— Start of RECORDS PROVIDED —

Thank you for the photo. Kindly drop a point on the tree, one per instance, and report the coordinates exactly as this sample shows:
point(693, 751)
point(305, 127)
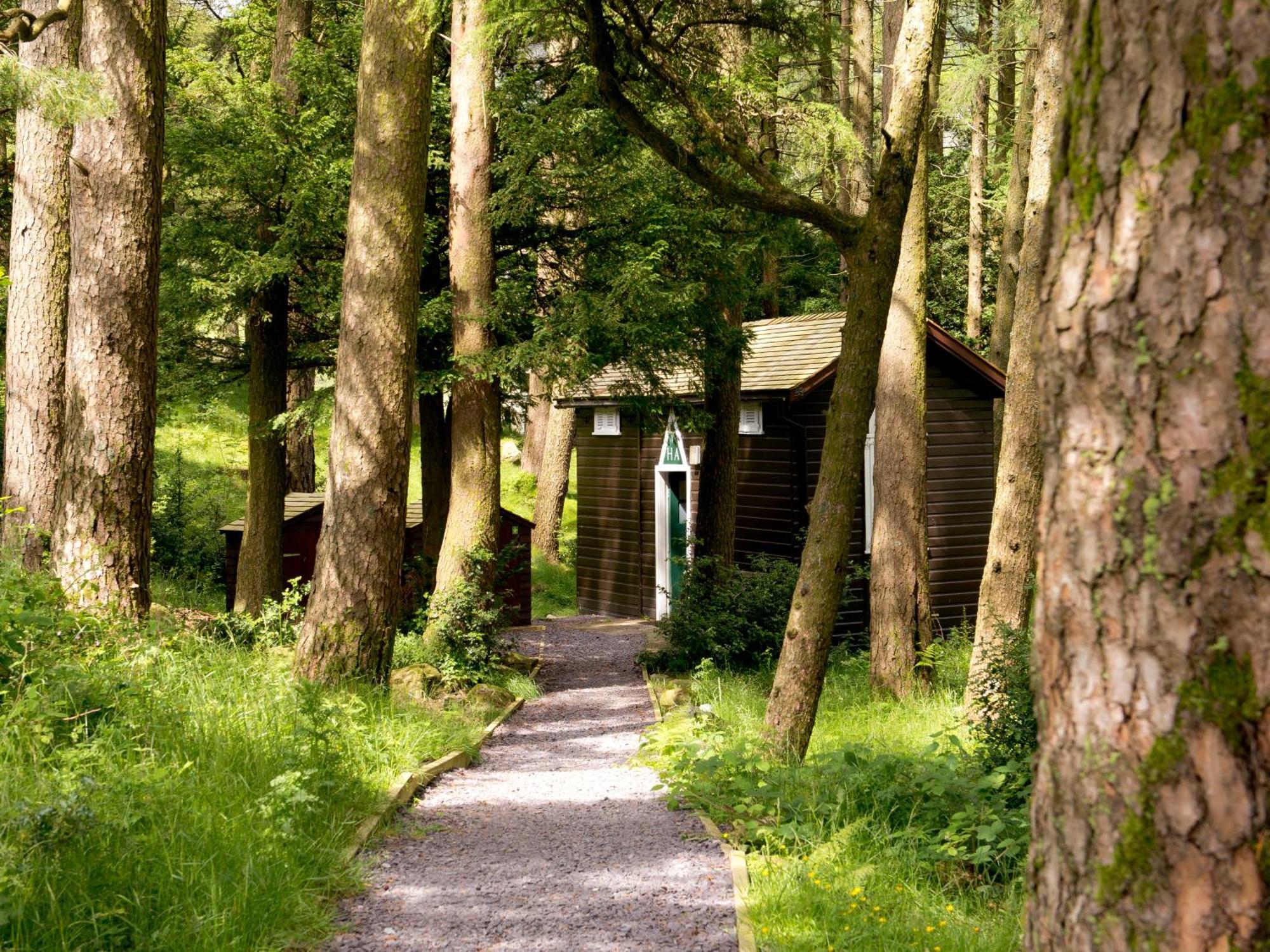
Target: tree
point(900, 596)
point(474, 412)
point(1154, 585)
point(1004, 596)
point(40, 281)
point(358, 579)
point(102, 522)
point(979, 178)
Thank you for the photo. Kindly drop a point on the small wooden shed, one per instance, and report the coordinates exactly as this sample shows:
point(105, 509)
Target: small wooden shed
point(302, 526)
point(638, 477)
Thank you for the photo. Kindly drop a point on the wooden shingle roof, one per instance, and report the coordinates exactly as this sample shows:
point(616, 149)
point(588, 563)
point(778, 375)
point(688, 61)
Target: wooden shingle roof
point(785, 356)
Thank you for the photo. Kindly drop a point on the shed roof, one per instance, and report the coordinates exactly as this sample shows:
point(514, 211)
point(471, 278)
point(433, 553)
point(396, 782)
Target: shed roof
point(787, 355)
point(299, 505)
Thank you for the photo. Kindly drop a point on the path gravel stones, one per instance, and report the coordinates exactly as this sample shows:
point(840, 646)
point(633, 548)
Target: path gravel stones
point(554, 841)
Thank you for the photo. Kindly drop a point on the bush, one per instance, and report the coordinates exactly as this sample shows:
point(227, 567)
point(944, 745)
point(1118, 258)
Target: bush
point(732, 616)
point(1006, 727)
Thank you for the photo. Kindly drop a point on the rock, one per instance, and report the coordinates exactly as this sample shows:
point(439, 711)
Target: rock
point(491, 696)
point(415, 682)
point(520, 663)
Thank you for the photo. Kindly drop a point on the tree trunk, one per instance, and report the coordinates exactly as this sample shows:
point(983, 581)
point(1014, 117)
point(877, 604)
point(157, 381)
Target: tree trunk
point(538, 416)
point(358, 579)
point(1150, 817)
point(872, 258)
point(900, 591)
point(473, 522)
point(302, 458)
point(1012, 242)
point(979, 172)
point(717, 501)
point(554, 483)
point(260, 569)
point(1013, 540)
point(102, 522)
point(40, 275)
point(435, 477)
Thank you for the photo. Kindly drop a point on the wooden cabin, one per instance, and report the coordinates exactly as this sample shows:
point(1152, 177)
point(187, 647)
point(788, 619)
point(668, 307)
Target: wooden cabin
point(638, 477)
point(302, 526)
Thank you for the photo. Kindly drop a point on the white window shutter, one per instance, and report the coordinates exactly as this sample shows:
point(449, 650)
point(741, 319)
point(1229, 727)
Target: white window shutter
point(869, 456)
point(752, 418)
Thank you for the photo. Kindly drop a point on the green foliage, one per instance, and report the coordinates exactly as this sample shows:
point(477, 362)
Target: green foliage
point(731, 616)
point(277, 625)
point(167, 791)
point(881, 838)
point(1006, 731)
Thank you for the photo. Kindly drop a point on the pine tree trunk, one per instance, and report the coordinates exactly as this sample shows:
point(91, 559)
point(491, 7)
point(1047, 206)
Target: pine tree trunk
point(553, 483)
point(1150, 816)
point(302, 458)
point(872, 260)
point(260, 569)
point(538, 417)
point(979, 173)
point(36, 328)
point(900, 591)
point(102, 524)
point(717, 508)
point(358, 579)
point(474, 498)
point(1013, 540)
point(435, 477)
point(1012, 242)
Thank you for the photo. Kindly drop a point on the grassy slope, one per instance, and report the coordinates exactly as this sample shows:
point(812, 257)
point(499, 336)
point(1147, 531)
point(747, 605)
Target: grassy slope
point(211, 439)
point(807, 902)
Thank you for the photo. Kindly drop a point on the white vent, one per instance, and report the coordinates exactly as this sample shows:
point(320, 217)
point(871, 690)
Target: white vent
point(609, 422)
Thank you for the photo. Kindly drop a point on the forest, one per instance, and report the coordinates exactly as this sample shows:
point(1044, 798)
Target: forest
point(636, 475)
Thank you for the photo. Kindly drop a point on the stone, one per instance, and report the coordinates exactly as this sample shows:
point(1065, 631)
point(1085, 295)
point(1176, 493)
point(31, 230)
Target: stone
point(415, 682)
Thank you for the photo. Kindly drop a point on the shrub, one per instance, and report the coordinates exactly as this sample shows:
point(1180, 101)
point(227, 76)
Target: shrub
point(1006, 727)
point(732, 616)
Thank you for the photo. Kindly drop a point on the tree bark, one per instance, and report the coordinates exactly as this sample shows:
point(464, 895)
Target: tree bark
point(717, 508)
point(474, 501)
point(1012, 242)
point(435, 477)
point(358, 581)
point(872, 260)
point(900, 591)
point(302, 456)
point(36, 333)
point(260, 569)
point(553, 483)
point(538, 417)
point(102, 524)
point(979, 173)
point(1013, 540)
point(1150, 816)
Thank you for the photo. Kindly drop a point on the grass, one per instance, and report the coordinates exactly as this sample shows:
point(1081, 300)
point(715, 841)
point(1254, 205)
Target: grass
point(855, 876)
point(162, 790)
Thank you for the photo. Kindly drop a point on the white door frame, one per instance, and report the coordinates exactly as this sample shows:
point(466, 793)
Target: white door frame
point(662, 558)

— End of RECORDS PROVIDED —

> _TASK OBJECTIVE_:
Reproduce the stretch of the material from the line containing "the forest, one" through the line containing "point(636, 475)", requests included, raising every coordinate in the answers by 18.

> _THE RESPONSE_:
Thank you for the photo. Kindly drop a point on the forest, one per instance, and report the coordinates exactly as this sample shows:
point(1044, 798)
Target: forest
point(654, 493)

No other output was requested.